[Begin RECORDS FOR THE TASK]

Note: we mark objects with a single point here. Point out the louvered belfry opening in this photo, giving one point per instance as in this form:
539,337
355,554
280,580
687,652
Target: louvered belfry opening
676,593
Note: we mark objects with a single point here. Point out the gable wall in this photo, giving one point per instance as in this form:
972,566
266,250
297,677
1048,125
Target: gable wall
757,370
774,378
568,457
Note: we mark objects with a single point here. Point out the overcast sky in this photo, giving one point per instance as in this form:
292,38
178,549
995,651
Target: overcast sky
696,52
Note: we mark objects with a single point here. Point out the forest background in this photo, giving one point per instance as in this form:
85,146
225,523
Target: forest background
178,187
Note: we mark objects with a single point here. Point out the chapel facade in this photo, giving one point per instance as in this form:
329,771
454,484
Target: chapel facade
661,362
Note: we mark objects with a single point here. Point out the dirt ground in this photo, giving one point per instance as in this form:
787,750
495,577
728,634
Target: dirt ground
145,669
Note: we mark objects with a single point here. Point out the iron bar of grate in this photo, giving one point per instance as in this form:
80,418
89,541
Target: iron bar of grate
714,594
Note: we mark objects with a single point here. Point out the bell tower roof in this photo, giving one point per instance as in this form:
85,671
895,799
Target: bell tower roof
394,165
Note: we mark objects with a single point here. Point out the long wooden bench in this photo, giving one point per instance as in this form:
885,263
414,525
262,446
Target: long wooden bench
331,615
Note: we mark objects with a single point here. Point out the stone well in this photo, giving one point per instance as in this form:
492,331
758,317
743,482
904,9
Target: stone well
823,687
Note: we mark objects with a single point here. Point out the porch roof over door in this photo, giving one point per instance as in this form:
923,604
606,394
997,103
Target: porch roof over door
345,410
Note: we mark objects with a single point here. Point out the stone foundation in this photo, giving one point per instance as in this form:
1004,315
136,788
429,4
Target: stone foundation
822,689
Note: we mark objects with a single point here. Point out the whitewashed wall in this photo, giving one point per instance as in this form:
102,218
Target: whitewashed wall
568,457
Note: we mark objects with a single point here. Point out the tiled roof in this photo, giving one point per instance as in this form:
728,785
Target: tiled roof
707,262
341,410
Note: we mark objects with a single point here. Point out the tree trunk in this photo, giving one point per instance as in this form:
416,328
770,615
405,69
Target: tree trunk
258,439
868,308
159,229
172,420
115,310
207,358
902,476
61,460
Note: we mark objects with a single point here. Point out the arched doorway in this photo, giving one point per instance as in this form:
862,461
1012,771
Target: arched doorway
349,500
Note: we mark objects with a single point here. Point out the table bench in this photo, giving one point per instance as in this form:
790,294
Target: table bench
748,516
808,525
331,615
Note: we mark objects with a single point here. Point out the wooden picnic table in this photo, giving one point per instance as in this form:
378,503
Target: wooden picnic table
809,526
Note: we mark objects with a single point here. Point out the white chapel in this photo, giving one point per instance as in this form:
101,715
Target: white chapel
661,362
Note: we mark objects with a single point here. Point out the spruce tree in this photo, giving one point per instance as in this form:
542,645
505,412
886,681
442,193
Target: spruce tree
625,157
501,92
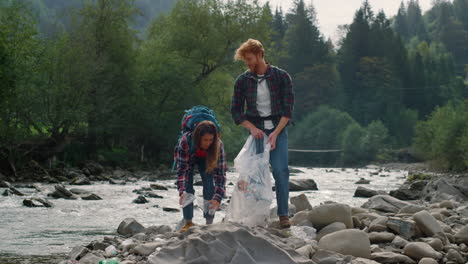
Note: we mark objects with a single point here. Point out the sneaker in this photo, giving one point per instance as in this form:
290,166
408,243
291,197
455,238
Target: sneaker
186,227
284,222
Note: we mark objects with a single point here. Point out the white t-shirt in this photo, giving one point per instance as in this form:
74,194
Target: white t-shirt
264,101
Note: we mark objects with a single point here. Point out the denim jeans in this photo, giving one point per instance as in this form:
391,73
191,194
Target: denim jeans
279,165
208,188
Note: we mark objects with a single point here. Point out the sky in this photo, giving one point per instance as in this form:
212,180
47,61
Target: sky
332,13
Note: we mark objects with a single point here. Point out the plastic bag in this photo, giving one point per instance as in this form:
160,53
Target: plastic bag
252,195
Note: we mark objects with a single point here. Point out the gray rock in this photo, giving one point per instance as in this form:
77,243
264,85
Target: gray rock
429,225
83,180
78,252
37,202
129,227
170,209
162,229
385,203
419,250
411,209
155,186
362,181
91,196
462,235
348,242
301,202
404,228
323,215
364,192
390,257
405,194
302,185
146,249
140,200
454,255
381,237
427,261
331,228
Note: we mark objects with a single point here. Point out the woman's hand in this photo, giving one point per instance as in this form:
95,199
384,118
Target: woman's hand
242,185
272,140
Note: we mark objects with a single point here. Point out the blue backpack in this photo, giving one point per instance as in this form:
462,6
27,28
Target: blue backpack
191,119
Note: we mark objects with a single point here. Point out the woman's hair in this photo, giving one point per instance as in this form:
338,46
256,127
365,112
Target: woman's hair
250,46
212,153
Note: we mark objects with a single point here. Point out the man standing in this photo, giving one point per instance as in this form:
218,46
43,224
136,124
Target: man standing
268,93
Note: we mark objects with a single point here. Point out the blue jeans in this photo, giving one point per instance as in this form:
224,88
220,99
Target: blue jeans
208,188
279,164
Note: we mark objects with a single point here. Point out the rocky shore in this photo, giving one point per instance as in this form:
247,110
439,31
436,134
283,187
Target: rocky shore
424,221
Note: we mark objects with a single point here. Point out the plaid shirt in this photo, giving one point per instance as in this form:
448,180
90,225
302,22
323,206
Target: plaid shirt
185,163
245,91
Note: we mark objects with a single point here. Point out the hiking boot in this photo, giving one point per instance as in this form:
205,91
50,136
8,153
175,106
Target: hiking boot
186,227
284,222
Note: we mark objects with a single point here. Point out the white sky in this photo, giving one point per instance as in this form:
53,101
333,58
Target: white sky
332,13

[End RECORDS FOR THE TASK]

:: DIRECTION ::
Reproduce the rows above verbatim, from the line containing "the white sky" through the end of the rows.

:: SOLUTION FOR THIS TASK ::
Note: we mark objects with a single point here. Point out the white sky in this photo, giving one point per instance as in this form:
53,101
333,58
Target: white sky
332,13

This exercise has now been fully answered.